[Do this]
All of the material below is to be restated word for word, apart from the pictures.

[Given information]
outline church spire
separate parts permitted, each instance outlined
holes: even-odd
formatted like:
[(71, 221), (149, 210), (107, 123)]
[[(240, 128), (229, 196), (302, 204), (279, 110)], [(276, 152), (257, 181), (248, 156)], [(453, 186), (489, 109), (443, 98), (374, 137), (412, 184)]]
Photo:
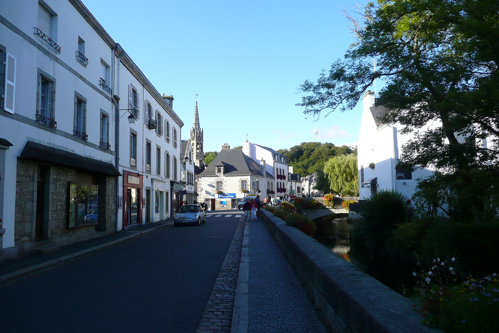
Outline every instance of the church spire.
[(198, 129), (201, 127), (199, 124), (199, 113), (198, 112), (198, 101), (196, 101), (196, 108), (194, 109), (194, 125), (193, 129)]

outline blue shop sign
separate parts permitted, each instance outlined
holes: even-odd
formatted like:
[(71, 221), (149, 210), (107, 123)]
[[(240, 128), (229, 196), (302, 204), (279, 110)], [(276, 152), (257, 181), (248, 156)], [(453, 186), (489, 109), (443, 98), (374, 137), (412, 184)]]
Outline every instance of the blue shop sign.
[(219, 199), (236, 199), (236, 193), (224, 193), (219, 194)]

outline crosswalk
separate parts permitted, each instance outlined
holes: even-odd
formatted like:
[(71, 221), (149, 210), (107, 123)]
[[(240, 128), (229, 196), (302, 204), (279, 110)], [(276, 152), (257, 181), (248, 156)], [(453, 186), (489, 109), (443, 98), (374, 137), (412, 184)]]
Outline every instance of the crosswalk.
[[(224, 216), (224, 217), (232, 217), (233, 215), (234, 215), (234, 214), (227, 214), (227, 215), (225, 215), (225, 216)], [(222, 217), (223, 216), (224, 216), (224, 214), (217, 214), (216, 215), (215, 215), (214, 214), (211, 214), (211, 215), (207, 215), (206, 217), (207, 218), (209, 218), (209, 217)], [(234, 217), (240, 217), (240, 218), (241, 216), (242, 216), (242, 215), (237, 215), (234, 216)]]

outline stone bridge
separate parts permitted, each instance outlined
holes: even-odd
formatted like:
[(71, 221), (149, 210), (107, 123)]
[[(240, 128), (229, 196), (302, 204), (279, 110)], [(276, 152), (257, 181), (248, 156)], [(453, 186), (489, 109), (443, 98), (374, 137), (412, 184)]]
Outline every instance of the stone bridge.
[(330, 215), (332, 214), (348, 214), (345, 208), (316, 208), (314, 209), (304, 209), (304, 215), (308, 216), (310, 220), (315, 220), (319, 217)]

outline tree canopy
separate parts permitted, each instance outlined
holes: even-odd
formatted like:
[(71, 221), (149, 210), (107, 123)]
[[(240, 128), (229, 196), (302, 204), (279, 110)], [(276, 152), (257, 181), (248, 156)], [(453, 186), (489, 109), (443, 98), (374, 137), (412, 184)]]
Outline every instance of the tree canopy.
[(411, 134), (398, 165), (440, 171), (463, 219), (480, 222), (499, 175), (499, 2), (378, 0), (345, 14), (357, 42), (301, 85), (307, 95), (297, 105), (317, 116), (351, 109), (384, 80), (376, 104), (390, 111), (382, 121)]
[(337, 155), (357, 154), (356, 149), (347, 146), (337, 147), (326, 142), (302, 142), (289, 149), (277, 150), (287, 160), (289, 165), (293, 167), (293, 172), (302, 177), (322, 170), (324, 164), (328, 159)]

[Task solution]
outline church spire
separate parts permitted, each instance outlined
holes: even-odd
formatted like:
[(71, 221), (149, 210), (107, 123)]
[[(240, 128), (229, 196), (302, 204), (279, 110)], [(276, 152), (257, 181), (248, 156)], [(453, 186), (489, 109), (443, 98), (374, 137), (412, 184)]]
Photo:
Outline every instance of the church spire.
[(198, 129), (201, 127), (199, 124), (199, 113), (198, 112), (198, 101), (196, 101), (196, 108), (194, 109), (194, 125), (193, 129)]

outline blue shop sign
separate parts permitted, each instance outlined
holes: even-odd
formatted like:
[(71, 221), (149, 210), (107, 123)]
[[(240, 128), (229, 196), (302, 204), (279, 110)], [(276, 152), (257, 181), (248, 156)], [(453, 186), (489, 109), (443, 98), (374, 137), (412, 184)]]
Outline every instance of the blue shop sign.
[(219, 199), (236, 199), (236, 193), (224, 193), (219, 194)]

outline crosswalk
separate parts permitted, each instance outlined
holes: even-odd
formatted like:
[(71, 221), (149, 210), (107, 123)]
[[(240, 128), (229, 196), (302, 204), (279, 110)], [(276, 152), (257, 181), (248, 156)], [(453, 186), (489, 109), (443, 98), (374, 137), (412, 184)]]
Outline every instance of the crosswalk.
[[(224, 216), (224, 217), (232, 217), (233, 215), (234, 215), (234, 214), (227, 214), (227, 215), (225, 215), (225, 216)], [(222, 217), (223, 216), (224, 216), (224, 214), (217, 214), (216, 215), (215, 215), (214, 214), (211, 214), (211, 215), (207, 215), (206, 217), (207, 218), (209, 218), (209, 217)], [(234, 217), (240, 217), (240, 218), (241, 216), (242, 216), (242, 215), (237, 215), (234, 216)]]

outline stone bridge
separate parts permitted, each instance outlined
holes: even-odd
formatted like:
[(71, 221), (149, 210), (107, 123)]
[[(240, 128), (229, 196), (302, 204), (279, 110)], [(276, 152), (257, 181), (248, 156)], [(453, 186), (489, 109), (443, 98), (374, 137), (412, 184)]]
Outline every instance of the stone bridge.
[(330, 215), (332, 214), (348, 214), (345, 208), (316, 208), (314, 209), (304, 209), (304, 215), (308, 216), (310, 220), (315, 220), (319, 217)]

outline tree canopy
separate parts permitted, each instance outlined
holes: even-odd
formatted like:
[(71, 221), (149, 210), (107, 123)]
[[(240, 128), (229, 196), (302, 204), (279, 110)], [(276, 152), (257, 181), (248, 156)], [(453, 186), (489, 109), (443, 98), (374, 137), (412, 184)]]
Outline every instance of the tree canopy.
[(411, 134), (398, 165), (440, 171), (463, 219), (480, 222), (499, 175), (499, 2), (378, 0), (345, 14), (357, 42), (301, 85), (307, 95), (297, 105), (317, 116), (351, 109), (384, 80), (376, 104), (390, 111), (382, 121)]
[(337, 155), (357, 154), (356, 149), (347, 146), (337, 147), (326, 142), (302, 142), (289, 149), (277, 150), (287, 160), (289, 165), (293, 167), (293, 172), (302, 177), (322, 170), (324, 164), (328, 159)]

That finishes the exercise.